-- Request --
Transcribe the records below in full; pictures stay out of the copy.

-- Provided information --
------------------------

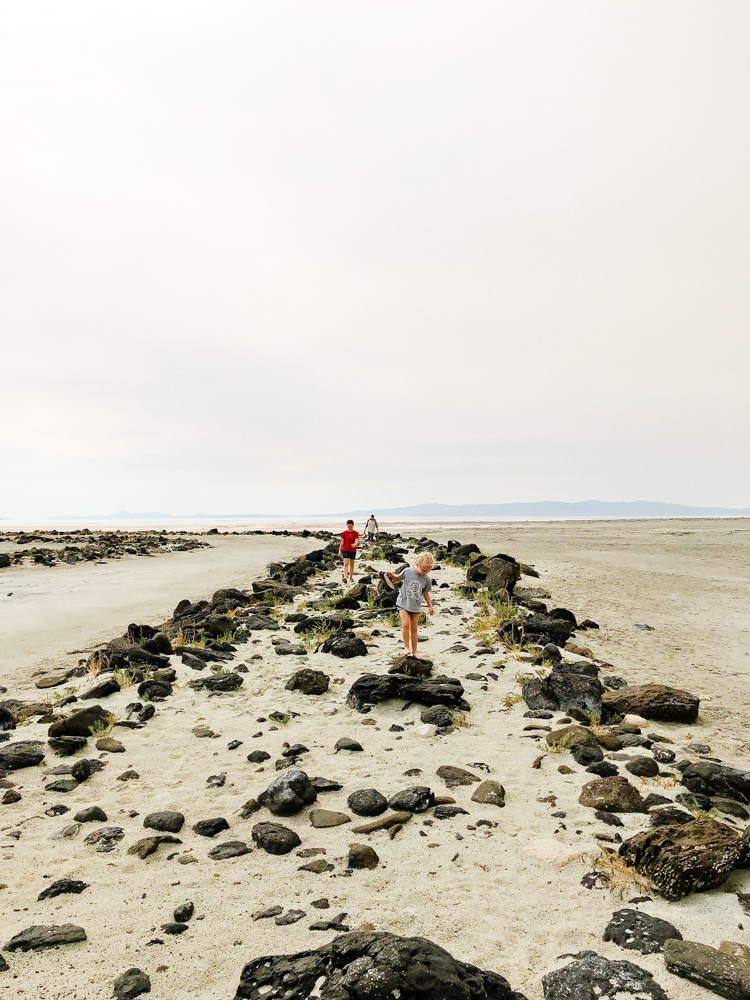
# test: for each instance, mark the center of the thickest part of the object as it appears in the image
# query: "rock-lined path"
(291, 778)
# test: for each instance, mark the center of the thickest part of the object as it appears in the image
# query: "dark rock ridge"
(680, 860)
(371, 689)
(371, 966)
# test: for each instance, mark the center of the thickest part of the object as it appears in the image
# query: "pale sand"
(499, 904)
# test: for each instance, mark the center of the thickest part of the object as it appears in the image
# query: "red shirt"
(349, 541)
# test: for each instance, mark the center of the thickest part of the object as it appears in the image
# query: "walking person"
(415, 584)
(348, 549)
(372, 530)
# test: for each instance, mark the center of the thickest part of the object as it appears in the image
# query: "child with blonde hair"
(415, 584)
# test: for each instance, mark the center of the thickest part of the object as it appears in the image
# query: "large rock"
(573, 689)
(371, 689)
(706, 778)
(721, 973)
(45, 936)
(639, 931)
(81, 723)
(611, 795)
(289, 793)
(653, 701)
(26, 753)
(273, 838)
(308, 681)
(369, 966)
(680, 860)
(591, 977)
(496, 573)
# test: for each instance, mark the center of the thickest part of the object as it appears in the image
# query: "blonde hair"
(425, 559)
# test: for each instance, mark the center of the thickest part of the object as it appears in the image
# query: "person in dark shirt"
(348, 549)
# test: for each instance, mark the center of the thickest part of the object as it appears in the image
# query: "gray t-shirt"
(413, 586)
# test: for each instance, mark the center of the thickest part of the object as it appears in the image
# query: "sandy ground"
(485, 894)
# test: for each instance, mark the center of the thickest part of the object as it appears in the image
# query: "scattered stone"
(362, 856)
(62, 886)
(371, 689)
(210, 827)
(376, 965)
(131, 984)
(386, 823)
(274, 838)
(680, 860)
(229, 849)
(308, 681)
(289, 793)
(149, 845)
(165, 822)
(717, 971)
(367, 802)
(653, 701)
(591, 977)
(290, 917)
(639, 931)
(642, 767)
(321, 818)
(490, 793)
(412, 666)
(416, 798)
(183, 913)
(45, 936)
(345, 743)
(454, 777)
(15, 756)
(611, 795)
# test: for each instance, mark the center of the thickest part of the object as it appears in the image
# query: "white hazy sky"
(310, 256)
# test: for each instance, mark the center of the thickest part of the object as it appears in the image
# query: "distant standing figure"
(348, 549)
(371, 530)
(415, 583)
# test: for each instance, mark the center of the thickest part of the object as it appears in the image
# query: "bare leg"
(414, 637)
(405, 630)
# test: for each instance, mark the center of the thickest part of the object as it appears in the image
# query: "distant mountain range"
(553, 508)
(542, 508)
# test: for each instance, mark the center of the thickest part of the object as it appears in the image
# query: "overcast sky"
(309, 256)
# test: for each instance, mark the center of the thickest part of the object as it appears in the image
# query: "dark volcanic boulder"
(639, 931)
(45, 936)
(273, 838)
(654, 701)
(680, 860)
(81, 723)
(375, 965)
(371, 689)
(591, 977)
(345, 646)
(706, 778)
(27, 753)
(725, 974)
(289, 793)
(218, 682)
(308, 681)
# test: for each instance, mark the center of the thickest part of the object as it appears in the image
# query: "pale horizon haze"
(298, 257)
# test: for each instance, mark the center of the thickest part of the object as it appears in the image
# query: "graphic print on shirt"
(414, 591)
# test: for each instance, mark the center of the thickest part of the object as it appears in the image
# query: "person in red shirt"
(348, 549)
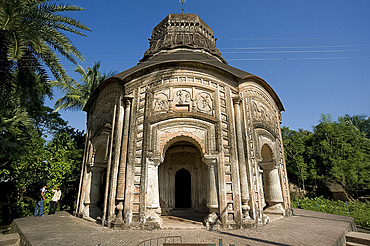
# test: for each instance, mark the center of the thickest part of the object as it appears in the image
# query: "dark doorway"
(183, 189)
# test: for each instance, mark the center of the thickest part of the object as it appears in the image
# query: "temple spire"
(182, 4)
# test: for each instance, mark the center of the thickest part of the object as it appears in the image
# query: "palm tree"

------------------------

-- Task answer --
# test: for each instance, mark the center of the thickest part of the object as it appears in the image
# query: "rock-lined path"
(291, 778)
# test: for each instance, mark the center of the thickest part of the object as it appears in the image
# query: "dark rock ridge"
(680, 860)
(371, 689)
(371, 966)
# test: for each instance, mark the center of the thickest part of the object as it appears in the image
# query: "pale sand"
(499, 904)
# test: for each instance, mark the center of the thickest part of the object as it appears in the image
# query: "red shirt"
(349, 541)
# test: for each instance, mark the center of the thickest part of the object as it appears in the image
# query: "walking person"
(415, 584)
(348, 549)
(372, 530)
# test: for each instance, mark the center of the thickest part of the object as it appears in the image
# query: "child with blonde hair"
(415, 584)
# test: for each instance, mark the center of the thickest part of the object as it appears in the image
# query: "large rock"
(573, 689)
(371, 689)
(706, 778)
(721, 973)
(45, 936)
(639, 931)
(81, 723)
(611, 795)
(289, 793)
(653, 701)
(26, 753)
(273, 838)
(308, 681)
(369, 966)
(680, 860)
(591, 977)
(496, 573)
# test: for each instance, mark the center of the thickest part of the object as it appears in the image
# query: "blonde hair"
(425, 559)
# test: for each instance, mark the center of the thickest part of the object as it appears in the image
# query: "person in dark shirt"
(348, 549)
# test: for each instance, mark the center of the thickest part of the object as it appears in the image
# query: "gray t-shirt"
(413, 586)
# test: for each instance, mark the center of the thickest part of the object as it appears in the image
# query: "sandy ground"
(485, 894)
# test: for each instance, mark the center of the thickest part of the object as it appears in the image
# query: "scattered stone"
(362, 856)
(62, 886)
(371, 689)
(210, 827)
(376, 965)
(131, 984)
(386, 823)
(274, 838)
(680, 860)
(229, 849)
(308, 681)
(289, 793)
(149, 845)
(165, 822)
(717, 971)
(367, 802)
(653, 701)
(591, 977)
(290, 917)
(639, 931)
(642, 767)
(321, 818)
(490, 793)
(412, 666)
(416, 798)
(183, 913)
(45, 936)
(345, 743)
(454, 777)
(15, 756)
(611, 795)
# test: for each instance, mark the center of the thickest part of the object as it appears in the image
# query: "white hazy sky"
(310, 256)
# test: for each instance, mark the center of the thickest part of the object as it appears in the image
# query: "distant standing figure"
(348, 549)
(371, 530)
(415, 583)
# test: for each instance, mark the center of the thickest part of the object as it appears in the image
# query: "bare leg"
(414, 637)
(405, 630)
# test: for each instance, mark the center of the thickest part of the object as it appears in the image
# query: "distant mountain range"
(553, 508)
(542, 508)
# test: for each instance, mark the center of the thickest part of the object as it appears in the image
# query: "overcast sky"
(309, 256)
# test: for each instance, mark the center of the thickest part of the object as it appears in the image
# query: "dark volcanic boulder"
(639, 931)
(45, 936)
(273, 838)
(654, 701)
(680, 860)
(81, 723)
(375, 965)
(371, 689)
(591, 977)
(345, 646)
(706, 778)
(27, 753)
(725, 974)
(289, 793)
(218, 682)
(308, 681)
# test: for each instance, mark the center of the thickest part of the object as it appears in the image
# query: "pale horizon haze"
(298, 257)
# test: for each instance, mark the center of the thickest part of the object as it appears in the image
# query: "graphic print on shirt"
(414, 591)
# test: for each instance, mark the center of the thickest part of the object as it appears in the image
# query: "person in red shirt"
(348, 549)
# test: for each instance, mark the center of the thickest part of the object as it appears in the image
# query: "dark doorway"
(183, 189)
# test: for each instance, mark the center of the thickest part of the object as it appears in the image
# query: "temple spire"
(182, 4)
# test: for each instance, mark the center of the thickest part of the object as it appears in the image
# query: "palm tree"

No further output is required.